The line containing "task: outline the small twig" marks where to begin; quote it and every line after it through the end of the data, exactly as written.

Labeled shape records:
▶
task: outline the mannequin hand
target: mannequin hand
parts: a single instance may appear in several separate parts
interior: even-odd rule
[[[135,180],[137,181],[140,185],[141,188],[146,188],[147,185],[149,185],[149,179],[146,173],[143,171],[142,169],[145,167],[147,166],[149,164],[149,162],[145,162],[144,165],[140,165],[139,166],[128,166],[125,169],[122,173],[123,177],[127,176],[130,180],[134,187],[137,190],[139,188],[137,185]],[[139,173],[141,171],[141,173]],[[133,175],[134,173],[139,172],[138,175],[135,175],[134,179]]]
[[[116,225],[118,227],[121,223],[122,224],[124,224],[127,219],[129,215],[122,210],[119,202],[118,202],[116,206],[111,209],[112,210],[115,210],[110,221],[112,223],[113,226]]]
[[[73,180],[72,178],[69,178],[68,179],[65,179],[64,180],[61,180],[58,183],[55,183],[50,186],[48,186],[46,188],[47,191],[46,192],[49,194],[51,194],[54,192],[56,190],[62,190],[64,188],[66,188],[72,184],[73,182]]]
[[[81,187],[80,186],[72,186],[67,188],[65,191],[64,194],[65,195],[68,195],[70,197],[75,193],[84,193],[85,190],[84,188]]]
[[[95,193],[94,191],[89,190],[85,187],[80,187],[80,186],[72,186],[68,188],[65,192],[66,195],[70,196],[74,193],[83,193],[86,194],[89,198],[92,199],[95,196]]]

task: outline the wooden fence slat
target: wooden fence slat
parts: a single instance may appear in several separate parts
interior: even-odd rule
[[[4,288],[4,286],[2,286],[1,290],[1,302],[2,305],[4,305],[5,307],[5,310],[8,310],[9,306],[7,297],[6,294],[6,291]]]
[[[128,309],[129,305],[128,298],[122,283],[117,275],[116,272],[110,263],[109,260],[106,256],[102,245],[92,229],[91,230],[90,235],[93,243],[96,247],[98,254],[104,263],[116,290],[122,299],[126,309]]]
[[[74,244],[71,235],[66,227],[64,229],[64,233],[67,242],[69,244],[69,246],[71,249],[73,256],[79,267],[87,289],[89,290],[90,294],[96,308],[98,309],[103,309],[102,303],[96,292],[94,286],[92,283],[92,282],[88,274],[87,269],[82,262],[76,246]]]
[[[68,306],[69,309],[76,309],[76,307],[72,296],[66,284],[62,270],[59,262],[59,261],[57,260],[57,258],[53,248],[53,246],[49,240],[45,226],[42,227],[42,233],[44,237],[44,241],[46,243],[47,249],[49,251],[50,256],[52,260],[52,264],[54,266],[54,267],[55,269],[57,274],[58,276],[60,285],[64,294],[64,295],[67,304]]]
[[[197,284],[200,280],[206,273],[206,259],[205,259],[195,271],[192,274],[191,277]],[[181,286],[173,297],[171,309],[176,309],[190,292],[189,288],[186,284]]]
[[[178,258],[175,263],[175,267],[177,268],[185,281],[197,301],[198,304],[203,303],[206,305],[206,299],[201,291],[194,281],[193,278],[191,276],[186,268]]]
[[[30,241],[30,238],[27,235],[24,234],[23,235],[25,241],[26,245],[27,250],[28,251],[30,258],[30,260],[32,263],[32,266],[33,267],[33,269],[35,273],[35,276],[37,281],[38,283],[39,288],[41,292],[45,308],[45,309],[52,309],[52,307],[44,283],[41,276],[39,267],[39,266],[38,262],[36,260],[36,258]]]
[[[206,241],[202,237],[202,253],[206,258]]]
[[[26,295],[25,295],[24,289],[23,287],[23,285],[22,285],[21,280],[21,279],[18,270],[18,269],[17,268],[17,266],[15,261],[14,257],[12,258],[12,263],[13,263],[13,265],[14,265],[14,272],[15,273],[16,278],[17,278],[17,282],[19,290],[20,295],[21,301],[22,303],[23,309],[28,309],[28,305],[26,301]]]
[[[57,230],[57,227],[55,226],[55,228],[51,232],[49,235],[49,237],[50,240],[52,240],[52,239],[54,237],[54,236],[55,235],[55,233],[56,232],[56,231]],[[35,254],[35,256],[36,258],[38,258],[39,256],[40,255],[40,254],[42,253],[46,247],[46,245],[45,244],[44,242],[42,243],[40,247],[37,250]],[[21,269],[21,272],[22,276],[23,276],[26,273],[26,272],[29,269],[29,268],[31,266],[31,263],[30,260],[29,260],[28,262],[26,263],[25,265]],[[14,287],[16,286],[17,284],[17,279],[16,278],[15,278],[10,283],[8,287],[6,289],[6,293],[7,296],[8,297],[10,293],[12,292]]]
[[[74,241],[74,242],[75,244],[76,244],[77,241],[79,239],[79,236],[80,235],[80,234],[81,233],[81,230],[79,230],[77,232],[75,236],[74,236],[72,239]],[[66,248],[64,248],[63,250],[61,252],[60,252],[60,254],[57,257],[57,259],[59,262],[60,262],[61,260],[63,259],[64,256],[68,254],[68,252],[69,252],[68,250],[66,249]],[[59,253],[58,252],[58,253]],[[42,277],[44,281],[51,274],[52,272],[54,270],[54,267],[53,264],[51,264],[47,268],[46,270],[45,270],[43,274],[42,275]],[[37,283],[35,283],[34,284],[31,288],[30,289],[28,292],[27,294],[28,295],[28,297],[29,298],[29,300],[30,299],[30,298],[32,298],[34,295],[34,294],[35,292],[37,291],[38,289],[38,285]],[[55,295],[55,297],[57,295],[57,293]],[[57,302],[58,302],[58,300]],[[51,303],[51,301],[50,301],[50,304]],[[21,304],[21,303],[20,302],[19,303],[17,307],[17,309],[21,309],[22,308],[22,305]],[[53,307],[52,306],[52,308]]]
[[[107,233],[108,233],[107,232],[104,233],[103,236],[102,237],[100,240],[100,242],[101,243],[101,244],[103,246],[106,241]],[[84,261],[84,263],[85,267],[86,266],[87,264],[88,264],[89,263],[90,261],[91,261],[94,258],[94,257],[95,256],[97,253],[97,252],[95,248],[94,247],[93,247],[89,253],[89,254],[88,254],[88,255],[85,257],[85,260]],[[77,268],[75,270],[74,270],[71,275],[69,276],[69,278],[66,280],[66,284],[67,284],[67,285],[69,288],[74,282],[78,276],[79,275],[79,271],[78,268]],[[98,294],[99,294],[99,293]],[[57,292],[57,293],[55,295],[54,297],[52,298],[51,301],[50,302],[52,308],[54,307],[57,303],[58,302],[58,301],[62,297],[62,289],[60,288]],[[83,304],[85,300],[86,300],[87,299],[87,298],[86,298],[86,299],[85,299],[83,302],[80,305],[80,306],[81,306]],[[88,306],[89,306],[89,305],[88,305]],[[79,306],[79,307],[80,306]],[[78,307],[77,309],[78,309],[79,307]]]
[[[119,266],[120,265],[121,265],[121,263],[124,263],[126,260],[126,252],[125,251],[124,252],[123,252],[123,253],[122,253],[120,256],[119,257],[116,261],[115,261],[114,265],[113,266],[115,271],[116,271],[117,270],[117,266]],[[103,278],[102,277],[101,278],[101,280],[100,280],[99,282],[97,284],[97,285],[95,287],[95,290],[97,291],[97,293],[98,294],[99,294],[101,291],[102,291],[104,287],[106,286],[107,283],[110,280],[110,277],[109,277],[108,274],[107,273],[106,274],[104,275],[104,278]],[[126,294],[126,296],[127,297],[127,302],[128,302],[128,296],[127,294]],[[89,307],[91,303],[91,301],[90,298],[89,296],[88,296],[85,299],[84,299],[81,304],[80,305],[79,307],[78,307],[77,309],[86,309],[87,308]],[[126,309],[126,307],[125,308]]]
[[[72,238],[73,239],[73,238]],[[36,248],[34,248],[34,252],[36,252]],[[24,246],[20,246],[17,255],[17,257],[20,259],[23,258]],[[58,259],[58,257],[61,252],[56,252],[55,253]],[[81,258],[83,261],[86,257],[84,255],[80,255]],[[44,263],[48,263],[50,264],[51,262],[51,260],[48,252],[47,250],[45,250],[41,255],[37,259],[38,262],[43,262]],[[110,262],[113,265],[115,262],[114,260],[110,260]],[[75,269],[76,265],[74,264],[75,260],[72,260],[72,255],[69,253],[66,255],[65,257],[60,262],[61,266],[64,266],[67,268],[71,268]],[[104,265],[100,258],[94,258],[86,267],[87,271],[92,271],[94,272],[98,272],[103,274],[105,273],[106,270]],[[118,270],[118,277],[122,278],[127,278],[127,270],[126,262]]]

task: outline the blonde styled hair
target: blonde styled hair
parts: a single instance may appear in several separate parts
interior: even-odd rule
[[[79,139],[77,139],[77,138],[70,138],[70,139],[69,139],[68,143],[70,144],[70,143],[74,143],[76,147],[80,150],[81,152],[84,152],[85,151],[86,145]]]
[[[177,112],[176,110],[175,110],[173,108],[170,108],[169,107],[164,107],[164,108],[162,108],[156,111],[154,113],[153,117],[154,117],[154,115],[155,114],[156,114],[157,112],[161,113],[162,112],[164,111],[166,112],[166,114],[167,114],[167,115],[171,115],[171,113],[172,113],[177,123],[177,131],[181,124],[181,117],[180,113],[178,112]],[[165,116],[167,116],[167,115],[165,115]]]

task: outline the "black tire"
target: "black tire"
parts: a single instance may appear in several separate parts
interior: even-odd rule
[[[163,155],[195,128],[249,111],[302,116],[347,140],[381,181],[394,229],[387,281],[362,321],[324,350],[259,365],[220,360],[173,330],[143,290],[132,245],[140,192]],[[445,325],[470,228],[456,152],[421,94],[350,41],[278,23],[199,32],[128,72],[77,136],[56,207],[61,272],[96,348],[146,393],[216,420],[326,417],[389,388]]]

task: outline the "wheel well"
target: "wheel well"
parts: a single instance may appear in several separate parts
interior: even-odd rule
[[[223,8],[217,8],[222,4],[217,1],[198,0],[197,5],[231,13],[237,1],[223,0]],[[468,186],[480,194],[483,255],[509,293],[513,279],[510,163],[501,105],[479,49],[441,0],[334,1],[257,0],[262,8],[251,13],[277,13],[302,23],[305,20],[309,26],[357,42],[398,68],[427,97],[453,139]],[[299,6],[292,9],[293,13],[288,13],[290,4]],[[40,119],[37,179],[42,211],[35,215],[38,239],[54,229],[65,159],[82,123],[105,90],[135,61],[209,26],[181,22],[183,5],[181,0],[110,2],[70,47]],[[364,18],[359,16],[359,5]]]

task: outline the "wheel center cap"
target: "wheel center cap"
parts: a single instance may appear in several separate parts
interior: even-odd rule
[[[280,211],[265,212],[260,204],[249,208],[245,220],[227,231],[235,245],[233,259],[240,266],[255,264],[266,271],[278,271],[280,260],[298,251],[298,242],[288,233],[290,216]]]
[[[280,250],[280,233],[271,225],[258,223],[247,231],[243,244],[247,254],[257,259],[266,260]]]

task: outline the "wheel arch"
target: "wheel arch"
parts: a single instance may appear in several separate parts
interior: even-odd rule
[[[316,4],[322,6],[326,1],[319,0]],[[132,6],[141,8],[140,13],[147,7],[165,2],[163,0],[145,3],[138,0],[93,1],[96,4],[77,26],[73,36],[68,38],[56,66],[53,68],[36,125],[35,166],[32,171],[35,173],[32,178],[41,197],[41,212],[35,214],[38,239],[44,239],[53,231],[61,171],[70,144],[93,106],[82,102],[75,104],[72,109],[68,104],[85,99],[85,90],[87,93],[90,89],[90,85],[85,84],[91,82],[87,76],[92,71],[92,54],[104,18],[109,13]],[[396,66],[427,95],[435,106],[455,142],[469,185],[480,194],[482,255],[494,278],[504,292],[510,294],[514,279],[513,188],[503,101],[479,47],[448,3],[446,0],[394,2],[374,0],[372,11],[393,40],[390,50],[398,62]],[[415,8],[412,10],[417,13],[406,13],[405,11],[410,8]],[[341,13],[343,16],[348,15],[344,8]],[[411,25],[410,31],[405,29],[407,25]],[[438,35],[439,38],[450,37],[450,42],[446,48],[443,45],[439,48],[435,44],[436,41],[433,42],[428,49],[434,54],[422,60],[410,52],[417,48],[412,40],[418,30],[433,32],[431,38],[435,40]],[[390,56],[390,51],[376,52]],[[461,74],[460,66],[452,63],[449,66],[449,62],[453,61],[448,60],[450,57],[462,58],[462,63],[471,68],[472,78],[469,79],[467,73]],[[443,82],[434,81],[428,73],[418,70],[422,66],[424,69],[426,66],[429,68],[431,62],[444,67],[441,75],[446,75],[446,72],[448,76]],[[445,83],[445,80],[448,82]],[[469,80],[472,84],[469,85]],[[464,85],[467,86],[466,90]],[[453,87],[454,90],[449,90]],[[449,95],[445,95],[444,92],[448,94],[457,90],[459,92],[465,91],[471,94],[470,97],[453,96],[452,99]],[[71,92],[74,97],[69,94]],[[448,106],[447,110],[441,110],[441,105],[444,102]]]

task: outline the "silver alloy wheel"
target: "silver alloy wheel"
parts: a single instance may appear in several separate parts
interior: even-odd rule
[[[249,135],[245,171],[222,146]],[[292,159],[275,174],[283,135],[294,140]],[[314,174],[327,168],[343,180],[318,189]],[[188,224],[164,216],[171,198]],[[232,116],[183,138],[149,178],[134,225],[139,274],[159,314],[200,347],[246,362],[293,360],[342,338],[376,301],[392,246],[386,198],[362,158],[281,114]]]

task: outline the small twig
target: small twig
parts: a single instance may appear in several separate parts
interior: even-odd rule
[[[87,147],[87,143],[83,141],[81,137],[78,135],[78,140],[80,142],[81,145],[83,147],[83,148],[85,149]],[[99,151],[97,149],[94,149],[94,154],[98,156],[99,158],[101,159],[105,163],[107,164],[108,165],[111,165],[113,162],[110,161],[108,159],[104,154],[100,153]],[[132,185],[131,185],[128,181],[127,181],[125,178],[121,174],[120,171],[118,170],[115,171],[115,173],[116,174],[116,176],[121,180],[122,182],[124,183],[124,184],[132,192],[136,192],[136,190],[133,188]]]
◀
WRITTEN RESPONSE =
task: outline the small twig
target: small twig
parts: a single instance may appear in several separate parts
interior: even-odd rule
[[[87,147],[87,143],[83,141],[81,137],[78,135],[78,140],[80,142],[81,145],[83,147],[83,148],[85,149]],[[99,151],[97,149],[94,149],[94,154],[98,156],[99,158],[101,159],[105,163],[107,164],[108,165],[111,165],[113,162],[110,161],[108,159],[104,154],[100,153]],[[132,185],[131,185],[128,181],[127,181],[125,178],[121,174],[120,171],[118,170],[115,171],[115,173],[116,174],[116,176],[121,180],[122,182],[124,183],[124,184],[132,192],[136,192],[136,190],[133,188]]]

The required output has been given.